• _Что нужно сделать_
- A) Согласно тексту о настроениях молодежи и опорах путинского режима, на что, как показал Рональд Инглхарт, всю жизнь ориентируются люди, сформировавшиеся во времена экономических трудностей?
- B) Продолжите текст о настроениях молодежи и опорах путинского режима, начав сразу после его последнего предложения.

Есть и еще один важный момент, говорящей о склонности молодых к переменам. Американский социолог Рональд Инглхарт показал, что люди, сформировавшиеся во времена экономических трудностей (когда «кусок хлеба» не гарантирован), склонны затем всю жизнь ориентироваться на выживание. А тот, кто вырос в благополучную эпоху, с большей вероятностью будет стремиться к самореализации, которая невозможна без демократии и открытости. Выходит, что молодежь, выросшая при Путине и не знавшая «лихих 90-х», – это мина замедленного действия, заложенная под режим.

Итак, молодежь и бизнес, станут союзниками любой силы, стремящейся выстроить систему европейского типа.

А как поведут себя те, кто сейчас в той или иной мере находятся при власти?

Лояльность чиновничества и силовиков режиму Владимира Путина, естественно, максимальна. Они – истинная опора нынешней политической системы, поскольку неплохо зарабатывают и, кроме того, имеют возможность кормиться со взяток, откатов и наездов. Крайне мала вероятность того, что эти группы встанут в оппозицию Кремлю. И все же стоит помнить о том, как даже среди брежневской номенклатуры нарастало недовольство советской системой. Эти люди имели высокие зарплаты, хорошие квартиры, государственные дачи и доступ к распределителям дефицитных благ. Однако, сопоставляя свое положение с уровнем жизни лиц, имевших аналогичный ранг в капиталистическом мире и даже в европейских соцстранах, они понимали, что власть, положение и опыт могли бы в иных условиях сделать их миллионерами. Когда вследствие Перестройки появилась частная собственность, именно ушлые номенклатурщики превратились в первых капиталистов. И с тех пор у них не было причин с тоской вспоминать о привилегированных пайках брежневской системы.

• _Исходные данные_

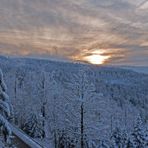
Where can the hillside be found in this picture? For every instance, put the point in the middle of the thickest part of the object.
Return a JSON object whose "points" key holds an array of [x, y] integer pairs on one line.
{"points": [[35, 84]]}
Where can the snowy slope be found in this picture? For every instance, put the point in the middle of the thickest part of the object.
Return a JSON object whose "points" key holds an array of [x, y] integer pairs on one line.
{"points": [[124, 95]]}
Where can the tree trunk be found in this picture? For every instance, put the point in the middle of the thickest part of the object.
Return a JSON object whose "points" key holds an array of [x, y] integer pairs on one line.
{"points": [[82, 126]]}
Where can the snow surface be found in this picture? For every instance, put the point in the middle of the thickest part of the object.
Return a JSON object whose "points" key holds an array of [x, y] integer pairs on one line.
{"points": [[34, 84]]}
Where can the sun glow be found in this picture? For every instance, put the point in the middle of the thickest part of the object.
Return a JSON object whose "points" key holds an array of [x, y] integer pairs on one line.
{"points": [[97, 57]]}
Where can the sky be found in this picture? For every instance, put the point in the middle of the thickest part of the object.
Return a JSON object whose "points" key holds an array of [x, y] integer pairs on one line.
{"points": [[96, 31]]}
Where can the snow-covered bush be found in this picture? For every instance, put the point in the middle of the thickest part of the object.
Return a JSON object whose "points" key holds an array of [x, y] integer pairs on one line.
{"points": [[5, 110]]}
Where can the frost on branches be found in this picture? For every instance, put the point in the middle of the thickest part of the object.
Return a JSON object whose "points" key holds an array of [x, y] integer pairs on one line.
{"points": [[5, 110]]}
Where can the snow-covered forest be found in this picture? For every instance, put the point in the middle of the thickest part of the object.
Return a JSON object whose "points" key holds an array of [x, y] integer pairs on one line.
{"points": [[72, 105]]}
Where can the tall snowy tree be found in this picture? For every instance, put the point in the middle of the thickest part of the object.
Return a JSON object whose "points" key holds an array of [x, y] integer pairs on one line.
{"points": [[5, 110], [119, 138], [83, 92], [139, 136]]}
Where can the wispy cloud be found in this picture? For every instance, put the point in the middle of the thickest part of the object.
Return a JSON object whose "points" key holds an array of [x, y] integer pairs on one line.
{"points": [[72, 29]]}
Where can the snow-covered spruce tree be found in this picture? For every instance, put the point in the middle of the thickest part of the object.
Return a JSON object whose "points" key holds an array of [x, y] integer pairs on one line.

• _Ответы по заданиям_
- A) На выживание.

- B)
В той мере, в какой нынешние номенклатурщики ограничиваются в правах, они тоже становятся скрытыми сторонниками перемен. Естественно, не революционных, а постепенных, которые проходили бы под их контролем.

Еще недавно Путин ни в чем не ограничивал чиновников, депутатов и силовиков. Эти люди брали у родного государства все, что плохо лежит, и приобретали дорогие зарубежные активы, недвижимость, вид на жительство в иных странах. Но ныне появляется целая система формальных и неформальных ограничений: на вложения денег за границей (для госслужащих), на выезд за границу (для силовиков) и самое главное – на право безграничной коррупции. Истинные причины подобных строгостей не всегда ясны, но в целом они, наверное, определяются исчерпанием нефтедолларовых богатств. При ограниченности ресурсов любая власть должна вводить хищения в относительно разумные рамки, чтобы оставались средства на поддержание народа. Нынешнее умеренное затягивание поясов при нарастающих масштабах коррупции могло бы обернуться резким обнищанием масс, а потому Кремлю приходится сдерживать коррупционные аппетиты своих сторонников.

Это неизбежно вызывает раскол между узкой правящей группой, в которой пока никаких ограничений не наблюдается, и широкими слоями людей, нанятых властью для поддержания стабильности. Если экономические трудности в нашей стране не рассосутся, неизбежно наступит момент, когда для силовиков и госаппарата минусы нынешней системы начнут превышать плюсы.

Поначалу это, скорее всего, будет выражаться в халатности, то есть в том, что чиновники перестанут рыть носом землю ради поддержания высокого рейтинга главы государств. А затем, возможно, люди начнут подумывать и о том, что неплохо бы иметь иного президента – такого, который не оторвался от породившего его класса силовиков и госслужащих.

Конечно, подобная публика никогда не выйдет на Сенатскую площадь (на манер декабристов), как не выходили на открытый протест советские аппаратчики. Но нынешняя номенклатура может сыграть существенную роль в разделе путинского наследства, когда для этого по каким-либо причинам наступит время.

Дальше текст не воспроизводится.